• **The problem**: Carry on the passage about the 588th Women's Bomber Regiment, starting right after its last sentence.

• **Text shown**:
# # # # # # #

The 588th Women's Bomber Regiment didn't fare quite so dramatically. On their first sortie, their base commander decided to test their mettle. He instructed the YAK fighters sent to escort them to "attack" them. Nervous and anxious about their first mission, the women mistook their own aircraft for Messerschmidts and panicked, breaking formation and scattering. This is what every fighter pilot hopes for--single targets away from the pack and easy pickings. Many of the women immediately headed back to base, some soon realizing from radio chatter what had happened. Others demonstrated some serious nap of the earth flying, scudding low enough to be hidden behind hedgerows! When they all returned to base they were embarrassed and humiliated at their behavior. Despite the praise for their flying skills, they were determined to do better the next time. The very next night they scored big hits on the German positions they were sent to bomb, flying through flak and trusting their fighter escorts to dispense with the Messerschmidts.

# # # # # # #

• **Raw data**:
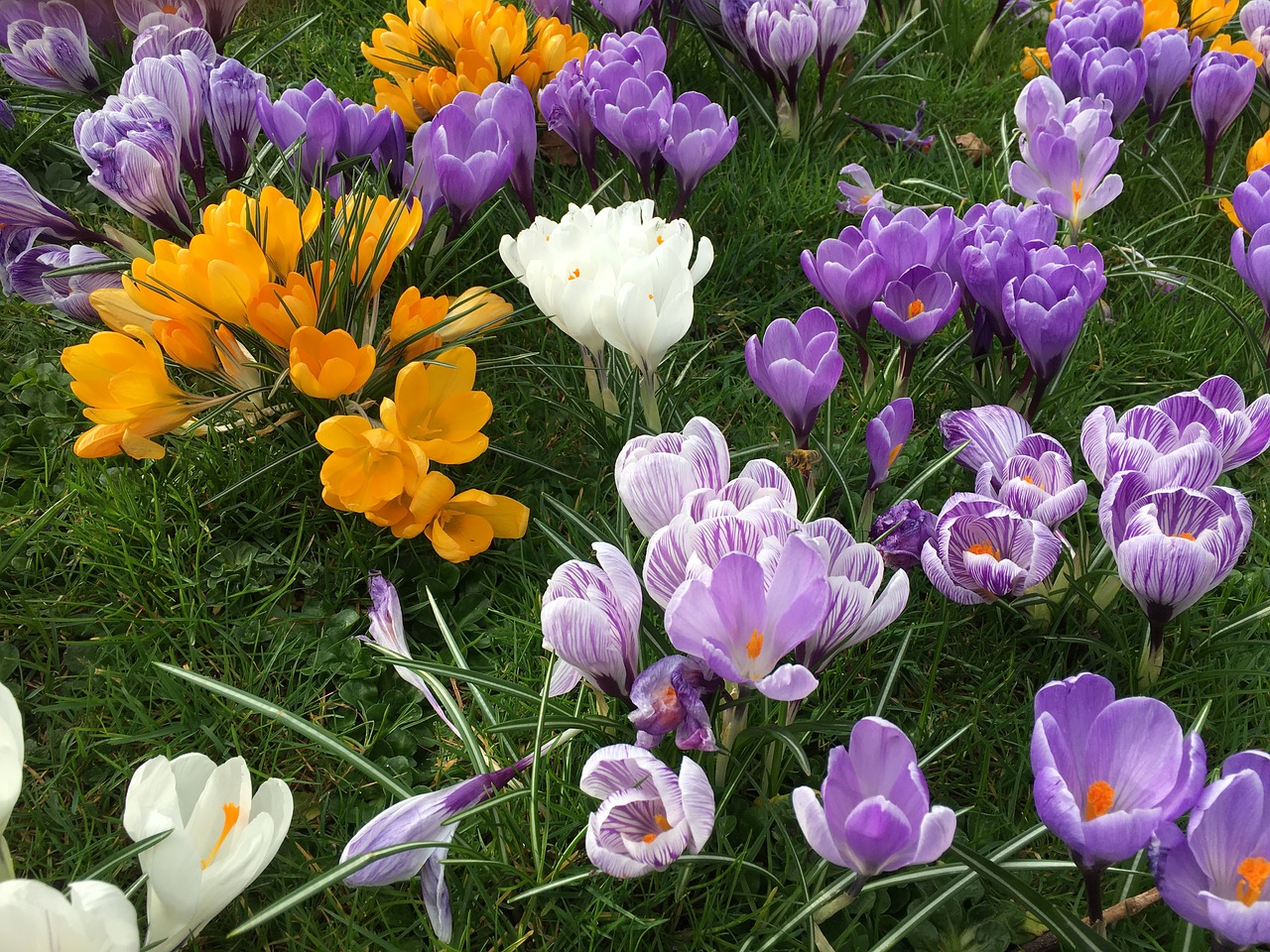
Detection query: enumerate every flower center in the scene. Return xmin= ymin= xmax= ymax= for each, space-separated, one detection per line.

# # # # # # #

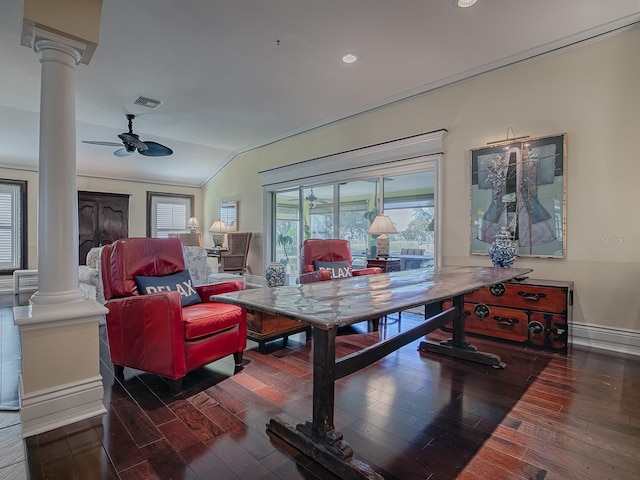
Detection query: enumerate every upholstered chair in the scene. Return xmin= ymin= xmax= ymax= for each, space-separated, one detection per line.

# # # # # # #

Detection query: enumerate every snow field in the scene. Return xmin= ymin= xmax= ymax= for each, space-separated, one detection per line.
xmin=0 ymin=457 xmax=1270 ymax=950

# # # # # # #

• **Answer below**:
The women of the 588th also came up with a unique strategy to deal with the German "flak circuses." In an area they controlled or were protecting, the Germans would assemble as many as two dozen 37mm antiaircraft guns in concentric circles around a target. The gunners would be supported by a searchlight platoon. Many Soviet bomber pilots, true to their unyielding strategy, flew straight in, alit by searchlights and pounded by ring after ring of antiaircraft fire; they seldom made it to the target. After several casualties among the women bomber pilots, the survivors decided to break out of the Soviet strategy mold. The women decided to fly in groups of three instead of two; two would fly headlong toward the target while one held back. When the front two were first hit by the searchlights, they would go into wild evasive action, and the searchlight operators would try to follow them. The third plane would slip in under their cover and deliver her load. The women would later describe the tension of waiting for the searchlight to hit them, how they ignored the sound of flak tearing through the wings and fuselage, and their worry about their friends who had been sent in to draw the Germans' fire. But, in the end, they seemed to shrug the tactic off in a pragmatic military manner. "It worked," they said.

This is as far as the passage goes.